WHAT NEEDS TO BE DONE – Even where a record seems odd, copy it exactly as it appears below.

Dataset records

--- --- ---

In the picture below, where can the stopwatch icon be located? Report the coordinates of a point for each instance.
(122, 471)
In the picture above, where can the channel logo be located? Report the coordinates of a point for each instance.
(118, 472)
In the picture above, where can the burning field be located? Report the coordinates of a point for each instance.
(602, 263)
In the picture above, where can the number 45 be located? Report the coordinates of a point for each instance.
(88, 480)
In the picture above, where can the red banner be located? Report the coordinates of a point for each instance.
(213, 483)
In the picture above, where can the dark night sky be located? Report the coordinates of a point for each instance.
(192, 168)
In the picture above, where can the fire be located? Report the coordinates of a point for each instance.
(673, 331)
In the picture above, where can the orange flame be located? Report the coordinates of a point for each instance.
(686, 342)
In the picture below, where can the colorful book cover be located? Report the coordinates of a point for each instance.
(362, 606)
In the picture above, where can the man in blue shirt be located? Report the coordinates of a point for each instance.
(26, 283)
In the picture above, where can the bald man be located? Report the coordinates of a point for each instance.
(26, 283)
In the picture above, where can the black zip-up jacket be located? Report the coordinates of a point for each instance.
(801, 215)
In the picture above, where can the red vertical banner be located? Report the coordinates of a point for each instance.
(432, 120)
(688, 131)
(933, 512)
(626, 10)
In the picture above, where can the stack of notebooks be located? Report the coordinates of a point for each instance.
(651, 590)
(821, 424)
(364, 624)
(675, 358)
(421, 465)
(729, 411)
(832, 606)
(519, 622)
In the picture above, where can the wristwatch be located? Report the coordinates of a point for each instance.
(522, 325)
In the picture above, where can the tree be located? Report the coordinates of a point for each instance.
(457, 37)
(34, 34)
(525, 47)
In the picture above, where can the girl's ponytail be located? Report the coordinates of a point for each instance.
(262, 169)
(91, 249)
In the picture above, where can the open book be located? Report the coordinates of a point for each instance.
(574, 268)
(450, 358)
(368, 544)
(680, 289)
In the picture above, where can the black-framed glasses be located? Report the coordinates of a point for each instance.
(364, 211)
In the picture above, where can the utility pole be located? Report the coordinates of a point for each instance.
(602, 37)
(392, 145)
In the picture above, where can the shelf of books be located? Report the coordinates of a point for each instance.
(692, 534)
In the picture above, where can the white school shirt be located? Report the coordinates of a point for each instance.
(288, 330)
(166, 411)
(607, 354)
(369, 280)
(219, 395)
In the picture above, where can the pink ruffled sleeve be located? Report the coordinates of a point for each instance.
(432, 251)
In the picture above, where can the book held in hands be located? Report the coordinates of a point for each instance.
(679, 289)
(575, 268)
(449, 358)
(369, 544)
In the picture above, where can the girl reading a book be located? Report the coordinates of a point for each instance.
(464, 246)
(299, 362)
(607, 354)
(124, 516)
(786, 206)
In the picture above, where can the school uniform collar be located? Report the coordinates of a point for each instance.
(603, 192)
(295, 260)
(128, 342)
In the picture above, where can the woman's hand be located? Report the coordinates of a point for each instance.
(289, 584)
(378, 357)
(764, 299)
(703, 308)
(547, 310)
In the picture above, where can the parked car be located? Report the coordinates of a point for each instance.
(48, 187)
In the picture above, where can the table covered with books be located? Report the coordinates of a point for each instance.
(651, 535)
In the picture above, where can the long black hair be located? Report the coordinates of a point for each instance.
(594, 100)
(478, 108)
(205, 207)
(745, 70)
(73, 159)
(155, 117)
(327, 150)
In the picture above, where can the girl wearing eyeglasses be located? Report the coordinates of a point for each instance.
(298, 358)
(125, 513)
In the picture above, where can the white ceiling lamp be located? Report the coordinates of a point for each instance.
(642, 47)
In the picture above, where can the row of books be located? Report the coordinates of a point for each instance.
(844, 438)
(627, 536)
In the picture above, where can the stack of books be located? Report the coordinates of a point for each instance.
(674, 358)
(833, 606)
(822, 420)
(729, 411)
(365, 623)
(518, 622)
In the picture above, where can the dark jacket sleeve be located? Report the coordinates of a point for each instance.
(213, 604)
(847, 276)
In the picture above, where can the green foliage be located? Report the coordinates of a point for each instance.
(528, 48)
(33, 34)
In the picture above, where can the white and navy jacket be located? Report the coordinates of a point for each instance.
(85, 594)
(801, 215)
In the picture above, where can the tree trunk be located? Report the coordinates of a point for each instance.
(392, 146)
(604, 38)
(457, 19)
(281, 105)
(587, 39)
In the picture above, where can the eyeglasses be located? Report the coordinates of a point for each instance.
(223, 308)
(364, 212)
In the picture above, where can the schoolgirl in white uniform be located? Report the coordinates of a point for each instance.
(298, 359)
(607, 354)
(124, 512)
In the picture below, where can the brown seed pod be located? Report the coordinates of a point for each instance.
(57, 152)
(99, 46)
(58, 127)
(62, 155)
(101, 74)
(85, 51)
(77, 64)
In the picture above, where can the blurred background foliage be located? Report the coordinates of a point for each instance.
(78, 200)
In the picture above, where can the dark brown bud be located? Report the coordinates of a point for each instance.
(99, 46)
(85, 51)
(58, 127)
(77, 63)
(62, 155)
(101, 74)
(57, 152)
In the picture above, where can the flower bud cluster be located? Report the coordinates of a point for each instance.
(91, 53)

--- --- ---

COMPLETED EXERCISE –
In the picture below, where can the stopwatch icon be located? Report the coordinates of a point for each instance.
(122, 471)
In the picture above, where can the channel logo be located? Report the coordinates of a point for each instance.
(118, 472)
In the picture above, where can the burning field be located? Report the coordinates of a point for each instance.
(602, 263)
In the picture above, where can the number 45 be located? Report the coordinates of a point for each instance.
(88, 480)
In the picture above, where can the red banner be located? Report the coordinates of a point for each instance.
(213, 483)
In the picture above, where can the dark night sky be located? Report the coordinates of a point for each instance.
(192, 168)
In the picture above, where can the fire be located? Report the coordinates of a point for each instance.
(673, 331)
In the picture above, where can the orange flame be located? Report the coordinates of a point for each instance.
(686, 342)
In the picture below, where can the colorful book cover be located? Report the coordinates of a point for each instance.
(362, 606)
In the picture above, where can the man in blue shirt be located? Report the coordinates of a point for each instance.
(26, 283)
In the picture above, where can the bald man be located? Report the coordinates of a point for each instance.
(26, 283)
In the picture above, where can the black zip-up jacket be located? Report the coordinates of a point for each instance.
(801, 215)
In the picture above, where can the red vertical banner be located? Report the coordinates of a point for each instance.
(432, 120)
(688, 131)
(933, 512)
(626, 10)
In the picture above, where can the stack of notebooks be located? Report the coordinates of a point for each instance.
(651, 590)
(821, 424)
(364, 624)
(675, 358)
(421, 465)
(729, 411)
(832, 606)
(519, 622)
In the picture above, where can the wristwatch be located? Report the coordinates of a point for each instance.
(522, 325)
In the picture above, where can the tree be located? Report the coordinates of a point for each instance.
(457, 37)
(34, 34)
(525, 47)
In the picture above, where can the girl's ponytail be located? Report the coordinates of a point for each instance.
(262, 169)
(91, 249)
In the picture above, where can the open book be located? Report the coordinates of a point for each instance.
(574, 268)
(450, 358)
(368, 544)
(680, 289)
In the picture above, where can the black-framed glasses be located? Report the coordinates of a point for each instance.
(364, 211)
In the picture above, where can the utility pole be located? Report the coordinates of a point for each instance.
(602, 37)
(392, 145)
In the picture above, where can the shelf of books be located? Report the coordinates of a point for each instance.
(692, 534)
In the picture above, where can the white school shirt be located? Report the coordinates of a point for each instance.
(288, 330)
(166, 411)
(607, 354)
(369, 280)
(219, 395)
In the picture above, where can the pink ruffled sleeve be located? Report the coordinates of a point for each instance.
(432, 251)
In the picture above, where can the book held in hands be located? Report the coordinates of a point for each instance.
(679, 289)
(575, 268)
(449, 358)
(369, 544)
In the picture above, where can the girl reading a book be located? Report the coordinates of a point for each instance.
(464, 246)
(299, 362)
(607, 354)
(124, 516)
(786, 206)
In the picture above, where can the school uniform collar be located? Report the coordinates of a point for each instance.
(603, 192)
(295, 260)
(128, 342)
In the picture above, where can the woman's hand be located? Report the coordinates of a point for each instance.
(289, 584)
(378, 357)
(764, 299)
(703, 308)
(547, 310)
In the picture above, where can the parked car be located? Report the coordinates of a point for each instance.
(48, 187)
In the picture above, where can the table covered with books be located? Report the coordinates of a point for each instance.
(651, 535)
In the picture above, where can the long black hair be located? Report the coordinates of a point for each instance.
(594, 100)
(478, 108)
(205, 207)
(745, 70)
(73, 159)
(155, 117)
(327, 150)
In the picture above, where can the girl wearing eyeglasses be located? Report the coordinates of a point for each instance.
(298, 358)
(125, 513)
In the picture above, where can the white ceiling lamp be located? Report the coordinates of a point for each instance.
(642, 47)
In the picture above, where can the row of books be located? Report the coordinates of a point for each instance.
(844, 438)
(627, 536)
In the picture above, where can the stack of books be located? Report the coordinates of a point for each instance.
(674, 358)
(833, 606)
(822, 420)
(729, 411)
(365, 623)
(518, 622)
In the picture above, where can the dark jacket sleeve be located? Report the coordinates of a point for each instance.
(213, 604)
(847, 276)
In the picture above, where can the green foliage be located? Report the coordinates of a point for each instance.
(528, 48)
(33, 34)
In the picture above, where can the white and navy jacket be located? Report the coordinates of a point for each instance.
(85, 594)
(801, 215)
In the picture above, where can the tree trunk be located? Report the coordinates of a point for each instance.
(392, 146)
(604, 38)
(457, 19)
(281, 105)
(587, 39)
In the picture above, where can the eyeglasses be located? Report the coordinates of a point for each instance.
(223, 308)
(364, 212)
In the picture above, where can the schoolgirl in white uniform be located? Report the coordinates of a point for each instance.
(298, 359)
(607, 354)
(124, 512)
In the picture below, where can the brown seed pod be located? Report the coordinates of a point for each instance.
(57, 152)
(99, 46)
(58, 127)
(62, 155)
(101, 74)
(85, 51)
(77, 64)
In the picture above, where can the blurred background foliage be located? Report the coordinates of a point for each instance.
(78, 200)
In the picture above, where can the dark brown bud be located? Report the coordinates of a point for each instance.
(99, 46)
(85, 51)
(58, 127)
(77, 63)
(62, 155)
(101, 74)
(57, 152)
In the picture above, where can the flower bud cluster be located? Report the coordinates of a point for each instance.
(91, 53)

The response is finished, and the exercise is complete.